◆ **GIVEN RECORDS**
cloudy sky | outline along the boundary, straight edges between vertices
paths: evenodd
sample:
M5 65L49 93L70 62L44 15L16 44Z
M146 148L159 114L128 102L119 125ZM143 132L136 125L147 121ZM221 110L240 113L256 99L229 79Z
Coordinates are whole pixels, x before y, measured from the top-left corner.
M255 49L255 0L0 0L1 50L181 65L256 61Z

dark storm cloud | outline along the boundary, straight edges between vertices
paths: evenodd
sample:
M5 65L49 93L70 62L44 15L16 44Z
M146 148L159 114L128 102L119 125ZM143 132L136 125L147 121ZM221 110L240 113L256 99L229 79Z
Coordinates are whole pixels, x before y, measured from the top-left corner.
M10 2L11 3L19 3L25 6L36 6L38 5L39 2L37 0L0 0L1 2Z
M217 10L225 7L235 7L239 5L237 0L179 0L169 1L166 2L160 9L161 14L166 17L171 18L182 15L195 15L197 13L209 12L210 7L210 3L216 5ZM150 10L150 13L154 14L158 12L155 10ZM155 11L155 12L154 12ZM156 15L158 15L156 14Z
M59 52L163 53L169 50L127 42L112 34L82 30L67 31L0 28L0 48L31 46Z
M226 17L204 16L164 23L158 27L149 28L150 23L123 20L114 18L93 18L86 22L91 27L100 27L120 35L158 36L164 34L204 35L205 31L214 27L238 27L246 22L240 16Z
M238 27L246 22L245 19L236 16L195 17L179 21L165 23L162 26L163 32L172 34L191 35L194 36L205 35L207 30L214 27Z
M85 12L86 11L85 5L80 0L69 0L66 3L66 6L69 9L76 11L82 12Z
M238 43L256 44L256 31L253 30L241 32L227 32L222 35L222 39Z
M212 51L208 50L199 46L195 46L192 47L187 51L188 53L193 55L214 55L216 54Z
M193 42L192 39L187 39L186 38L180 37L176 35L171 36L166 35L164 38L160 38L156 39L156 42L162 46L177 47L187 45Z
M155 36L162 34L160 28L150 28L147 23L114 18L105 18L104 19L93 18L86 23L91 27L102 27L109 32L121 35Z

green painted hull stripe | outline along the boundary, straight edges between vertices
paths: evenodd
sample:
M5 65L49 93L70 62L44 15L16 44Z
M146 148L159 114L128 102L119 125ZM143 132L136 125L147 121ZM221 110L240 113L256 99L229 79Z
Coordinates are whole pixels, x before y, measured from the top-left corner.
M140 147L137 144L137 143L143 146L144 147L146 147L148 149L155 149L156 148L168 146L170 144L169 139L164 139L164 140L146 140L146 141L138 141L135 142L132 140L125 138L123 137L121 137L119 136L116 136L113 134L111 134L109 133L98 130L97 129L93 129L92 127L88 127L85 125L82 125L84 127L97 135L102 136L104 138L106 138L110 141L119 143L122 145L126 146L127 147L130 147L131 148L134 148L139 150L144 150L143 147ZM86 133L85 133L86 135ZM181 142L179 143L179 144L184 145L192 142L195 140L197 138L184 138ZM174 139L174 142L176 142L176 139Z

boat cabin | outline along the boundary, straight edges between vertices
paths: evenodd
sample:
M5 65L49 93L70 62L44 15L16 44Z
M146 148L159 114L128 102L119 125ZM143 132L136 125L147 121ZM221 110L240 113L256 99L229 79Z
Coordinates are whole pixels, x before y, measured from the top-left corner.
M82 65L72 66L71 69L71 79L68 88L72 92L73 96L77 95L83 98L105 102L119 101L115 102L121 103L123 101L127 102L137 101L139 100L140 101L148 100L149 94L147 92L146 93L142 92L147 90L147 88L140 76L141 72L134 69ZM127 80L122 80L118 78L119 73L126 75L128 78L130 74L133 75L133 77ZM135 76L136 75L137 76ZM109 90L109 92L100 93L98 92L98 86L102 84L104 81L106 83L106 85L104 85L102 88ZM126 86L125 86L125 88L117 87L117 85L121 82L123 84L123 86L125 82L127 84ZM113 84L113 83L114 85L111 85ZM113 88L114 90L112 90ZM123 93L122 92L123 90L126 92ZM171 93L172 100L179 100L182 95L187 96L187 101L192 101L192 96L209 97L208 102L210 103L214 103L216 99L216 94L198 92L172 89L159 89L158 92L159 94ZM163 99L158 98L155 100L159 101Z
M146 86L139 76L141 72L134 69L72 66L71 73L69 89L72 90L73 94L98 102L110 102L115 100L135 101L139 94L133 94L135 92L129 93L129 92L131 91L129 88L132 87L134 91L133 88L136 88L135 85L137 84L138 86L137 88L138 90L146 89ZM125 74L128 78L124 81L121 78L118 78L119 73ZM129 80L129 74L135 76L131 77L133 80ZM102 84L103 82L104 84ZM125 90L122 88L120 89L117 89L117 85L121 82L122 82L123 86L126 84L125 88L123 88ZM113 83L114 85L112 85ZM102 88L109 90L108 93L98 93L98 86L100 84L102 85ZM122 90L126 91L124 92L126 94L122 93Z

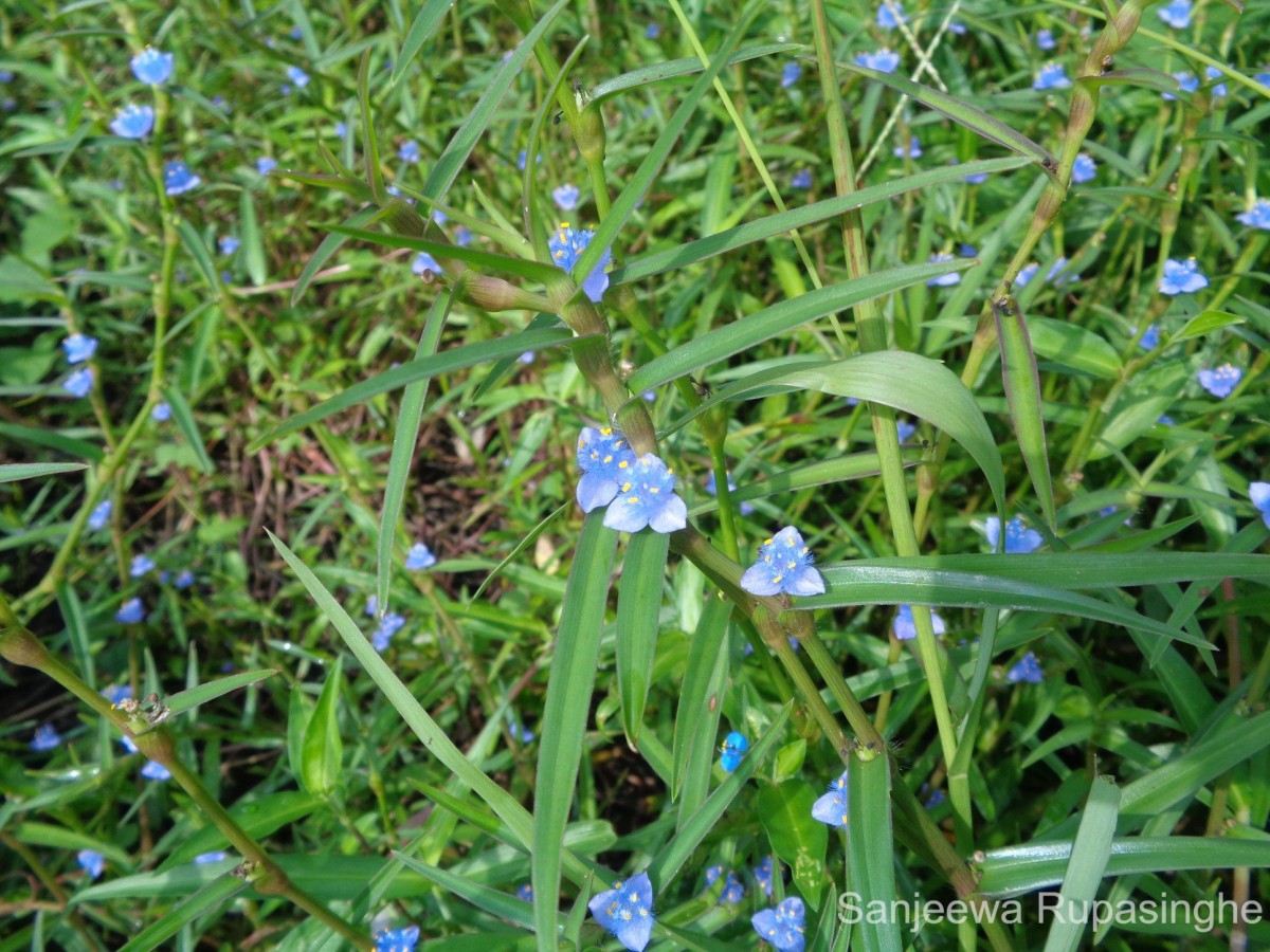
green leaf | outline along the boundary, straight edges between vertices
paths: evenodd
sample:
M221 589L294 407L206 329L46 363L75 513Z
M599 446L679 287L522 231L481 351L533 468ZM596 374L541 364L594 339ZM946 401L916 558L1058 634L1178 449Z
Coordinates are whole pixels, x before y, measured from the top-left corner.
M622 560L622 586L617 593L617 691L622 701L622 727L635 749L639 749L644 704L653 680L662 579L669 547L671 537L664 532L636 532Z
M560 630L556 633L541 721L533 797L533 925L538 947L559 929L560 864L564 830L573 807L578 763L585 749L587 718L599 660L608 580L617 533L605 528L603 512L583 520L569 570ZM555 941L547 943L555 948Z
M1040 374L1033 355L1027 321L1017 307L1003 312L992 302L992 315L997 322L1001 341L1001 377L1010 405L1010 419L1019 437L1033 487L1050 531L1055 529L1054 484L1049 475L1049 451L1045 447L1045 419L1041 413Z
M335 791L344 765L344 741L339 736L340 661L337 655L301 745L300 782L318 797L329 797Z
M789 863L799 892L813 908L819 908L824 853L829 845L829 828L812 817L818 796L806 781L792 779L759 788L756 800L772 849Z
M1095 900L1111 856L1120 788L1111 777L1095 777L1090 798L1081 814L1072 858L1063 876L1054 924L1045 939L1045 952L1076 952L1085 934L1085 910Z
M318 406L287 418L286 423L255 439L248 449L254 453L278 439L278 437L284 437L288 433L310 426L331 414L363 404L371 397L386 393L390 390L399 390L420 380L428 380L441 373L450 373L451 371L461 371L465 367L475 367L476 364L497 360L509 354L519 354L526 350L546 350L550 347L573 339L573 331L568 329L536 330L513 334L497 340L485 340L480 344L465 344L433 357L411 360L400 367L394 367L391 371L377 373L370 380L364 380L337 393ZM578 339L580 340L582 338Z

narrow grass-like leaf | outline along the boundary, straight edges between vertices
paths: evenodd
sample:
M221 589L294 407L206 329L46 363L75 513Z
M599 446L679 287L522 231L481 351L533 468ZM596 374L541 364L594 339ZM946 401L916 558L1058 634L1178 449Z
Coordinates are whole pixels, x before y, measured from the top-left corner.
M890 816L890 758L885 750L847 768L847 881L862 909L885 909L895 899L895 838ZM880 922L879 922L880 919ZM899 923L865 916L860 938L869 952L899 952Z
M0 466L0 482L34 480L41 476L57 476L64 472L86 470L85 463L8 463Z
M450 315L450 291L442 291L432 302L428 321L419 335L414 359L419 360L437 353L441 331ZM378 565L376 569L376 597L381 611L389 607L389 584L392 579L392 543L396 541L398 519L401 518L401 503L405 499L405 484L410 479L410 465L414 462L414 444L419 437L419 420L423 416L423 401L428 396L431 377L424 377L405 388L401 395L401 409L398 411L396 425L392 428L392 456L389 459L389 472L384 481L384 508L380 510Z
M664 532L636 532L622 560L622 586L617 593L617 692L622 701L622 727L636 749L653 680L669 547L671 537Z
M903 179L884 182L878 185L869 185L848 195L827 198L822 202L791 208L787 212L765 216L757 221L738 225L734 228L709 235L696 241L690 241L678 248L664 251L653 251L627 261L624 267L610 272L610 281L613 284L624 284L639 281L663 272L683 268L688 264L704 261L707 258L734 251L756 241L763 241L777 235L784 235L794 228L803 228L817 222L836 218L843 212L853 208L864 208L875 202L884 202L889 198L918 192L945 182L960 182L966 175L1010 171L1030 162L1026 159L1010 156L1007 159L986 159L982 161L966 162L965 165L944 166L928 169L916 175ZM966 265L969 267L969 264Z
M386 393L390 390L399 390L414 383L415 381L428 380L441 373L450 373L451 371L461 371L465 367L475 367L476 364L497 360L500 357L508 357L509 354L519 354L526 350L532 350L535 353L538 350L546 350L549 347L555 347L556 344L563 344L568 340L573 340L573 331L568 329L536 330L532 333L498 338L497 340L485 340L480 344L464 344L462 347L456 347L451 350L443 350L433 357L411 360L410 363L394 367L384 373L377 373L361 383L354 383L348 390L340 391L318 406L310 407L304 413L288 418L281 426L276 426L269 433L254 440L249 449L250 452L255 452L260 447L268 446L278 437L295 433L298 429L304 429L305 426L310 426L319 420L326 419L331 414L338 414L351 406L366 402L371 397L378 396L380 393Z
M787 301L765 307L739 321L718 327L687 344L681 344L665 354L649 360L630 376L626 386L632 393L641 393L669 383L677 377L700 371L712 363L743 353L763 340L785 334L803 324L885 297L894 291L923 283L941 274L965 270L972 259L909 264L885 272L875 272L862 278L838 282L810 291ZM926 359L926 358L919 358ZM928 362L933 364L933 362ZM911 368L909 368L911 369ZM945 373L951 371L945 369ZM984 424L987 425L987 424Z
M432 39L437 28L441 27L441 22L456 1L427 0L419 8L419 13L414 17L414 23L410 24L410 29L405 34L405 42L401 43L401 51L396 56L396 62L392 65L392 76L389 80L389 85L395 86L398 84L410 67L410 63L414 62L414 57L423 50L423 44Z
M1019 448L1027 463L1045 522L1050 531L1057 531L1054 484L1049 475L1045 419L1041 414L1040 374L1036 372L1036 357L1027 336L1027 321L1020 308L1006 314L996 301L992 302L992 315L997 321L997 339L1001 341L1001 376L1010 405L1010 419L1015 424Z
M1110 777L1095 777L1081 814L1081 829L1063 876L1058 911L1045 939L1045 952L1076 952L1085 934L1085 910L1097 896L1111 856L1120 788Z
M538 949L555 949L559 928L560 847L573 807L578 763L591 713L591 694L599 660L608 581L617 533L605 528L603 512L582 524L578 550L569 570L569 588L556 633L551 677L542 711L538 765L533 797L533 924Z

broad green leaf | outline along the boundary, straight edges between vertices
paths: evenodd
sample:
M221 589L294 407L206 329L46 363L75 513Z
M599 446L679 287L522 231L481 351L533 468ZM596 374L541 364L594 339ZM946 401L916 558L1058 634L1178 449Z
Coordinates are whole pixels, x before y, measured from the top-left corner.
M603 519L605 513L596 510L583 520L542 711L531 861L533 925L540 949L555 948L552 937L559 929L561 844L573 809L579 759L585 750L599 635L617 548L617 533L606 528Z
M635 749L653 680L669 547L671 537L664 532L636 532L622 560L622 586L617 592L617 692L622 701L622 726Z

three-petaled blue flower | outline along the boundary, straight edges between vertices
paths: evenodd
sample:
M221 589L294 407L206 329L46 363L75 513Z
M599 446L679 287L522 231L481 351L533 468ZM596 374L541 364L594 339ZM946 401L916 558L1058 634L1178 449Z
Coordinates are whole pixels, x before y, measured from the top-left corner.
M161 86L171 79L173 55L147 46L132 57L132 75L151 86Z
M856 66L878 70L878 72L894 72L899 66L899 53L892 52L885 47L875 53L857 53Z
M622 482L605 513L605 526L618 532L676 532L688 524L688 508L674 491L674 472L652 453L624 470Z
M36 727L36 734L30 739L30 749L38 753L46 750L55 750L62 743L62 735L57 732L57 729L51 724L42 724Z
M988 545L996 548L1001 539L1001 519L989 515L983 520L983 528L988 536ZM1016 515L1006 523L1006 555L1027 555L1043 545L1045 538L1036 529L1029 529L1020 517Z
M947 626L944 623L944 619L935 612L931 612L931 627L935 628L936 635L942 635L947 631ZM912 641L917 637L917 625L913 622L912 605L899 607L899 611L895 613L895 619L890 623L890 631L900 641Z
M84 363L97 353L97 338L88 334L71 334L62 341L66 363Z
M81 849L75 854L75 862L79 863L80 869L88 873L90 880L100 878L102 873L105 872L105 857L95 849Z
M932 264L936 263L936 261L951 261L952 260L952 255L944 254L942 251L940 251L937 254L931 255L930 260L931 260ZM960 272L950 272L947 274L936 274L933 278L931 278L930 281L926 282L926 284L928 287L932 287L932 288L950 288L954 284L960 284L960 283L961 283L961 273Z
M62 381L62 390L75 397L86 397L89 391L93 390L93 368L80 367Z
M740 576L740 586L752 595L819 595L824 579L812 564L812 550L792 526L786 526L758 547L757 561Z
M551 201L556 203L556 208L561 212L572 212L578 207L578 192L577 185L570 185L568 182L559 188L551 189Z
M431 569L437 564L437 556L432 553L422 542L415 542L410 546L410 551L405 553L405 567L409 571L417 572L424 569Z
M110 132L123 138L145 138L154 127L154 107L136 103L128 103L110 119Z
M1250 228L1270 231L1270 198L1259 198L1248 211L1236 215L1234 221Z
M578 481L578 505L589 513L602 505L608 505L629 479L635 463L626 438L605 426L584 426L578 437L578 468L582 479Z
M1036 79L1033 80L1033 89L1067 89L1072 80L1067 77L1062 63L1048 62L1040 67Z
M1223 363L1213 369L1203 369L1198 374L1199 385L1213 396L1226 400L1243 380L1243 371L1231 363Z
M1036 655L1029 651L1019 659L1015 665L1006 671L1006 680L1011 683L1025 682L1027 684L1040 684L1044 674L1040 670L1040 661Z
M566 221L560 222L560 230L547 242L547 248L551 251L551 263L572 273L573 267L578 263L582 253L587 250L587 245L591 244L593 237L596 237L596 232L589 228L579 231L573 228ZM612 260L612 249L606 248L591 274L582 282L583 292L596 303L599 303L599 300L605 296L605 291L608 289L608 274L605 273L605 268Z
M1165 261L1165 273L1160 278L1161 294L1194 294L1206 287L1208 278L1194 258L1185 261L1170 258Z
M1270 482L1250 482L1248 499L1252 500L1252 505L1261 513L1261 522L1270 529Z
M419 944L419 927L384 929L375 933L375 952L414 952Z
M198 188L203 180L189 170L185 162L164 162L163 187L169 195L180 195Z
M719 758L719 765L723 767L724 773L732 773L738 767L740 767L740 759L749 750L749 741L745 740L745 735L740 731L732 731L726 737L723 739L723 746L719 748L721 757Z
M1173 29L1186 29L1190 25L1190 0L1171 0L1168 6L1156 13Z
M587 904L596 922L631 952L643 952L653 937L653 883L648 873L617 881Z
M780 952L803 952L806 946L806 913L798 896L790 896L776 909L754 913L749 922L754 924L754 932Z
M881 29L895 29L900 23L908 23L908 15L899 0L881 0L878 5L878 25Z
M114 619L124 625L137 625L146 619L146 607L141 604L140 598L130 598L119 605L119 611L114 613Z
M1076 161L1072 162L1072 182L1077 185L1083 185L1086 182L1092 182L1097 174L1097 162L1085 155L1085 152L1076 156Z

◆ **WRITTEN PROBLEM**
Copy the lines below verbatim, beginning at the line that contains "boat cabin |" and stopping after the line that contains "M82 65L72 66L71".

◆ **RESPONSE FOR THIS EXERCISE**
boat cabin | outline along the boundary, straight edges between vertices
paths: evenodd
sample:
M5 65L49 93L70 62L44 15L16 44Z
M146 148L159 114L128 102L119 125ZM143 132L136 125L147 121ZM221 110L240 113L256 99L229 79Z
Coordinates are whole pixels, x before y, measured from the top-left corner.
M82 65L72 66L71 69L71 79L68 88L72 92L73 96L77 95L83 98L105 102L119 101L115 102L121 103L123 101L127 102L137 101L139 100L140 101L148 100L149 94L147 92L146 93L142 92L147 90L147 88L140 76L141 72L134 69ZM127 80L122 80L118 78L119 73L126 75L128 78L130 74L133 75L133 77ZM135 76L136 75L137 76ZM109 90L109 92L100 93L98 92L98 86L102 84L104 81L106 83L106 85L104 85L102 88ZM126 86L125 86L125 88L117 87L117 85L121 82L123 84L123 86L125 82L127 84ZM113 84L113 83L114 85L111 85ZM113 88L114 90L112 90ZM123 93L122 92L123 90L126 92ZM171 93L172 100L179 100L182 95L187 96L187 101L192 101L192 96L209 97L208 102L210 103L214 103L216 99L216 94L198 92L172 89L159 89L158 92L159 94ZM163 99L158 98L155 100L159 101Z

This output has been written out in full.